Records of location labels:
__________________________________________________

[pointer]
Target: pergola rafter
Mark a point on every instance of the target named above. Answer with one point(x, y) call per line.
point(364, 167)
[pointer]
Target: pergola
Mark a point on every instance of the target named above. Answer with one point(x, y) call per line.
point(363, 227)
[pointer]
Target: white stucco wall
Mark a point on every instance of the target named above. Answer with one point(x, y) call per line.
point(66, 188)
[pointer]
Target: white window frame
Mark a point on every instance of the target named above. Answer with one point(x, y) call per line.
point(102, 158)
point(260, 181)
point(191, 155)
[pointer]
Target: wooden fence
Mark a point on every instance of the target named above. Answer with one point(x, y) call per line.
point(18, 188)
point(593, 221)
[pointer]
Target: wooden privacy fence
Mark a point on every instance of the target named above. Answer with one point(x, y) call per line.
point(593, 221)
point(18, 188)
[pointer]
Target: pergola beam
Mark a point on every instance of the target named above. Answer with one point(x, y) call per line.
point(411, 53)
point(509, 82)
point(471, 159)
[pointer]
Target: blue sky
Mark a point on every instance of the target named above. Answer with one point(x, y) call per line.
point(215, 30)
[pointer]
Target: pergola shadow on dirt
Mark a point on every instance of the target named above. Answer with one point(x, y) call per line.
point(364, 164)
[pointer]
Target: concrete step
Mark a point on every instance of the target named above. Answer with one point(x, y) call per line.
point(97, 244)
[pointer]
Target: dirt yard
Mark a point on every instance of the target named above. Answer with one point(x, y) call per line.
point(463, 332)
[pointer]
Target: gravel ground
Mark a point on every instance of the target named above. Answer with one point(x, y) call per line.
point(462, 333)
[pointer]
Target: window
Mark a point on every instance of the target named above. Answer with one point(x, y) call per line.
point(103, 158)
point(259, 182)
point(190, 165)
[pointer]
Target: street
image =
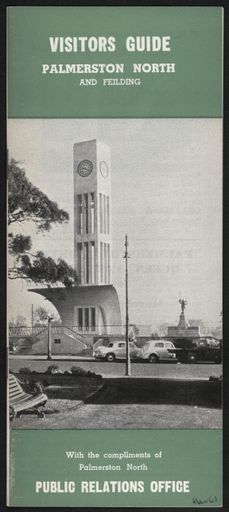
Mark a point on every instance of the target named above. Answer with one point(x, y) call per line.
point(161, 370)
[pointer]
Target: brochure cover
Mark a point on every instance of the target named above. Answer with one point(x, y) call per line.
point(114, 212)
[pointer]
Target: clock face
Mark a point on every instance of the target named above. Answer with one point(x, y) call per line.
point(85, 168)
point(104, 169)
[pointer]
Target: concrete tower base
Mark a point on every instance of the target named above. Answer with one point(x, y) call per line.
point(80, 302)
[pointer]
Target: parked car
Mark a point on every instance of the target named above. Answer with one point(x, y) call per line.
point(115, 350)
point(202, 350)
point(155, 351)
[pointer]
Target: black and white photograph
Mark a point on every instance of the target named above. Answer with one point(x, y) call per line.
point(115, 273)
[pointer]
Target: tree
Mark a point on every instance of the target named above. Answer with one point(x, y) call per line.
point(41, 316)
point(26, 203)
point(20, 320)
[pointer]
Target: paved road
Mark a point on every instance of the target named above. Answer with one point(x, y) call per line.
point(181, 371)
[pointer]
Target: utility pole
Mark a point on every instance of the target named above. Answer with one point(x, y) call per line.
point(128, 369)
point(49, 339)
point(32, 317)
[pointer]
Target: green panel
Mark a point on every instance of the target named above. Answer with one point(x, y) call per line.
point(194, 90)
point(181, 455)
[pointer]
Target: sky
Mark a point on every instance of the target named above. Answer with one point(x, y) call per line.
point(166, 177)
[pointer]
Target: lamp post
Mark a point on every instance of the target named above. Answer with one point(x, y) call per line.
point(50, 318)
point(126, 257)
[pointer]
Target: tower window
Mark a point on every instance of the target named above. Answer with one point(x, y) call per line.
point(101, 212)
point(92, 213)
point(92, 247)
point(86, 213)
point(104, 214)
point(80, 319)
point(80, 262)
point(86, 262)
point(87, 324)
point(101, 262)
point(108, 263)
point(93, 319)
point(79, 215)
point(108, 215)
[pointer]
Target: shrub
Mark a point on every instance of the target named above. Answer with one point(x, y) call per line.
point(52, 369)
point(25, 370)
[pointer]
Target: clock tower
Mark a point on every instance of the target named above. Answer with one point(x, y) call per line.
point(92, 306)
point(92, 213)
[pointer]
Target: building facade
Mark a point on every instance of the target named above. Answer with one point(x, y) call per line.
point(92, 306)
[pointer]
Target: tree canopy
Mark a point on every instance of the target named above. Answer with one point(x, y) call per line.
point(26, 203)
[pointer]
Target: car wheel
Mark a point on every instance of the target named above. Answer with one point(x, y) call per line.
point(110, 357)
point(153, 358)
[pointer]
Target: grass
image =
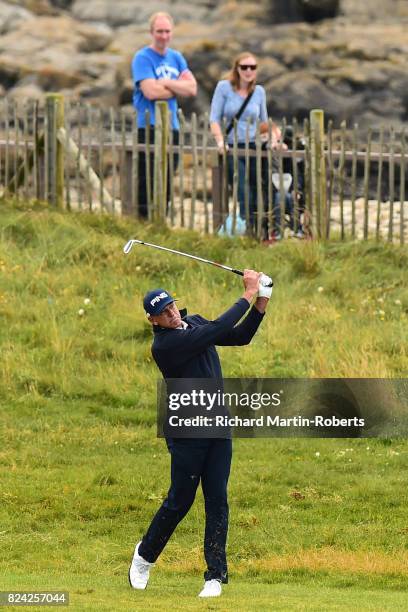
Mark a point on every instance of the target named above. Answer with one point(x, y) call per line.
point(315, 524)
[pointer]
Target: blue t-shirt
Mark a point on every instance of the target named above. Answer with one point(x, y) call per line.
point(226, 103)
point(148, 64)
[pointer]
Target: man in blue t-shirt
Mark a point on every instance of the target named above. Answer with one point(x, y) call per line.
point(159, 73)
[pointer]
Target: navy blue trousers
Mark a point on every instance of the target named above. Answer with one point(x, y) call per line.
point(192, 461)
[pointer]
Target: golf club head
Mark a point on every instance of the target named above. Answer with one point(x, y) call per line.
point(128, 247)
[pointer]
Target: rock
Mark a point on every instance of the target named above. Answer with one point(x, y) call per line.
point(295, 94)
point(28, 91)
point(11, 15)
point(354, 66)
point(116, 14)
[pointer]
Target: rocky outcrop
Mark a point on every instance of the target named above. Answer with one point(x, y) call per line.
point(354, 66)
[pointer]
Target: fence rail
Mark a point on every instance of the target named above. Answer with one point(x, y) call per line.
point(342, 181)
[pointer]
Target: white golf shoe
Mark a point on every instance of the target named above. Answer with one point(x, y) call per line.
point(139, 570)
point(212, 588)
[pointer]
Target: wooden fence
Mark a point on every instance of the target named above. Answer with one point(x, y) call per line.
point(344, 182)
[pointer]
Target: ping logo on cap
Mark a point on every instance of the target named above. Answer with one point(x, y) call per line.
point(155, 301)
point(159, 297)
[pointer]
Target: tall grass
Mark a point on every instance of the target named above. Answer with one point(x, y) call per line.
point(82, 471)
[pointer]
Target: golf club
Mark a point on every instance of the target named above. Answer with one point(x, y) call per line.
point(128, 247)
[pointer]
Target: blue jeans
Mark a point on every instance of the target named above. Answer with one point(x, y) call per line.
point(289, 210)
point(192, 461)
point(241, 183)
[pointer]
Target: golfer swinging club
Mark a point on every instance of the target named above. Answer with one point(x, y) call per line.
point(185, 348)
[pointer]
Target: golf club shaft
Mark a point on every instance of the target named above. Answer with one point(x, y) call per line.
point(128, 246)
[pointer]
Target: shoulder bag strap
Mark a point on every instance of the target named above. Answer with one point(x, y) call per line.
point(239, 113)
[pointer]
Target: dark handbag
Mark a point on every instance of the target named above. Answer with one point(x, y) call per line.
point(239, 113)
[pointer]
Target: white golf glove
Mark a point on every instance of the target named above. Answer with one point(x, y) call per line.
point(264, 290)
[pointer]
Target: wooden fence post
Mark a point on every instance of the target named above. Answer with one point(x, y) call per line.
point(161, 132)
point(319, 196)
point(54, 109)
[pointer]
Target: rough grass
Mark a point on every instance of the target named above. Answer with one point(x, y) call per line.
point(315, 524)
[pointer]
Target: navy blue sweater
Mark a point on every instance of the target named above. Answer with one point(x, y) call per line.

__________________________________________________

■ To do ■
Set down every one of the location labeling records above verbatim, omitting the pictures from your answer.

■ Solution ■
[pointer]
Target: pergola rafter
Mark a point on every instance of the target named above. Answer with one point(x, y) call per line.
point(364, 167)
[pointer]
Target: pergola
Mark a point on every instance of the target named above. Answer with one point(x, y) call per line.
point(363, 227)
[pointer]
Target: white stucco wall
Mark a point on every instance of the target named above. Answer with one point(x, y) call per line.
point(66, 188)
[pointer]
Target: white window frame
Mark a point on every instance of the target named above. Answer with one point(x, y) call per line.
point(102, 158)
point(260, 181)
point(191, 155)
[pointer]
Target: wooden fence
Mark a point on every instance of the target named above. Answer with one point(x, y) call per line.
point(18, 188)
point(593, 221)
[pointer]
Target: wooden privacy fence
Mark a point on every instance of the target named above. Answer with one point(x, y) call per line.
point(593, 221)
point(18, 188)
[pointer]
Target: pergola beam
Mark a point on every instance of the target named above. Answer with one point(x, y) call per line.
point(411, 53)
point(509, 82)
point(471, 159)
[pointer]
Target: blue sky
Mark a point on every instance of the target named above. Answer with one point(x, y) call per line.
point(215, 30)
[pointer]
Target: pergola shadow on dirt
Mark a point on every instance of the target named above. Answer with one point(x, y) call per line.
point(364, 164)
[pointer]
Target: concrete step
Mark a point on every instance of the target named above. Answer with one point(x, y) call per line.
point(97, 244)
[pointer]
Target: dirt yard
Mark a point on every instance of the target named above. Answer with one point(x, y) call per line.
point(463, 332)
[pointer]
Target: gravel ground
Mark a point on every instance of the target named above. Answer with one point(x, y) call per line.
point(462, 333)
[pointer]
Target: window
Mark a point on every instance of the target named above. Answer with one point(x, y) call per line.
point(103, 158)
point(259, 182)
point(190, 165)
[pointer]
Target: street
image =
Mark a point on every instance of the target named above. Answer with one point(x, y) call per line.
point(161, 370)
[pointer]
Target: brochure cover
Mark a point on every instance of the target named above. Answer with one point(x, y) call per line.
point(114, 212)
[pointer]
Target: clock face
Mark a point on every instance of the target named above. Answer with one point(x, y) call per line.
point(85, 168)
point(104, 169)
[pointer]
Target: concrete tower base
Mark a point on every instance of the target named above. Answer with one point(x, y) call per line.
point(80, 302)
[pointer]
Target: parked car
Mark a point on every instance of the target named above. Answer with one point(x, y) call per line.
point(115, 350)
point(202, 350)
point(155, 351)
[pointer]
Target: black and white photograph
Mark a point on every instance of the target named above. Answer with one point(x, y) call per line.
point(115, 273)
[pointer]
Target: tree
Mark a point on every instance of the target named above. Answer with one point(x, y) call per line.
point(41, 316)
point(26, 203)
point(20, 320)
[pointer]
Target: paved road
Mark a point on every instance of the target named above. Answer with one point(x, y) call per line.
point(181, 371)
[pointer]
Target: utility pole
Mark a point on every instance of the target named above. Answer with one point(x, y) call per line.
point(128, 369)
point(49, 339)
point(32, 317)
[pointer]
Target: green panel
Mark a point on every instance of the target named above. Answer with one point(x, y) call per line.
point(194, 90)
point(181, 455)
[pointer]
Target: sky
Mark a point on every instance of the target named above. Answer with one point(x, y) call per line.
point(166, 177)
[pointer]
Target: lamp post
Mark a point on every instance of the target named above. Answer with one point(x, y) call per line.
point(50, 318)
point(126, 257)
[pointer]
Target: tower window
Mark a point on every instance of the target named above. Answer with one point(x, y) call per line.
point(101, 212)
point(92, 213)
point(92, 247)
point(86, 213)
point(104, 214)
point(80, 319)
point(80, 262)
point(86, 262)
point(87, 324)
point(101, 262)
point(108, 263)
point(93, 319)
point(79, 215)
point(108, 215)
[pointer]
Target: shrub
Mark a point on every instance of the target named above. Answer with one point(x, y) call per line.
point(52, 369)
point(25, 370)
[pointer]
Target: clock tower
Mark a point on every instance of the target named above. Answer with one point(x, y) call per line.
point(92, 306)
point(92, 213)
[pointer]
Target: building facade
Mark a point on every instance of the target named above. Answer with one point(x, y) call per line.
point(92, 306)
[pointer]
Target: tree canopy
Mark a point on every instance of the target named above. Answer with one point(x, y) call per line.
point(26, 203)
[pointer]
Target: car wheel
Mark a point on every instance of the target named above. Answer with one point(x, y) call per line.
point(110, 357)
point(153, 358)
[pointer]
Target: grass
image =
Mark a point on every instance of the target named above. Answer with one point(x, y) call per line.
point(315, 524)
[pointer]
Target: blue t-shirt
Mark a point on every instance of the target named above. Answer with one point(x, y) call per line.
point(226, 103)
point(148, 64)
[pointer]
Target: man in blue t-shirt
Mark a point on every instance of the target named above. Answer with one point(x, y) call per line.
point(159, 73)
[pointer]
Target: navy blue trousers
Mark a point on every instance of the target named above. Answer with one point(x, y) call per line.
point(192, 461)
[pointer]
Target: golf club head
Mark a point on every instance of the target named above. Answer with one point(x, y) call per line.
point(128, 247)
[pointer]
Target: rock
Mark a point on every instance of the target named above. Answer with one point(x, y) call per line.
point(295, 94)
point(28, 91)
point(11, 15)
point(354, 66)
point(116, 14)
[pointer]
Target: rocky outcrop
Mark a point on every instance of the target named above. Answer with one point(x, y) call per line.
point(354, 66)
[pointer]
Target: fence rail
Mark a point on every instance of the target named above. Answer with one point(x, y) call per line.
point(342, 181)
[pointer]
Target: white golf shoe
Mark a point on every instance of the target named above. Answer with one point(x, y) call per line.
point(139, 570)
point(212, 588)
[pointer]
Target: wooden fence
Mark a point on every instance of the target named above. Answer with one point(x, y) call per line.
point(344, 182)
[pointer]
Target: ping logo on cap
Mark a point on every instance of the target named above. Answer with one point(x, y) call per line.
point(155, 301)
point(159, 297)
[pointer]
Target: tall grass
Mark a point on every instance of the target named above. Answer with one point(x, y) call per line.
point(82, 471)
[pointer]
Target: golf club
Mark a point on every instance of the target named above. Answer with one point(x, y) call per line.
point(128, 247)
[pointer]
Target: blue jeans
Mark a point on every instance of the target named above. Answer with one point(x, y) call per line.
point(289, 210)
point(192, 461)
point(241, 183)
[pointer]
Target: golfer swinging club
Mark a point on every instance of the target named above. Answer with one point(x, y) call per line.
point(185, 348)
[pointer]
Target: golf club shaft
Mark a point on every instance of the target named above. Answer with one point(x, y) call per line.
point(128, 246)
[pointer]
Target: shoulder bag strap
Mark a point on every instance of the target named above. Answer with one point(x, y) call per line.
point(239, 113)
[pointer]
Target: dark handbag
Mark a point on every instance of the target named above. Answer with one point(x, y) call per line.
point(239, 113)
[pointer]
Target: white golf glove
Mark a point on every instance of the target named above. Answer with one point(x, y) call per line.
point(264, 290)
[pointer]
Target: wooden fence post
Mark a point on every instance of the target named above. Answer with one point(x, y) call per line.
point(161, 132)
point(319, 196)
point(54, 109)
[pointer]
Target: rough grass
Mark a point on every instance of the target named above. Answer with one point(x, y) call per line.
point(315, 524)
[pointer]
Target: navy blue sweater
Mark a point on every instance of the target named above. Answer with one point(x, y) call per line.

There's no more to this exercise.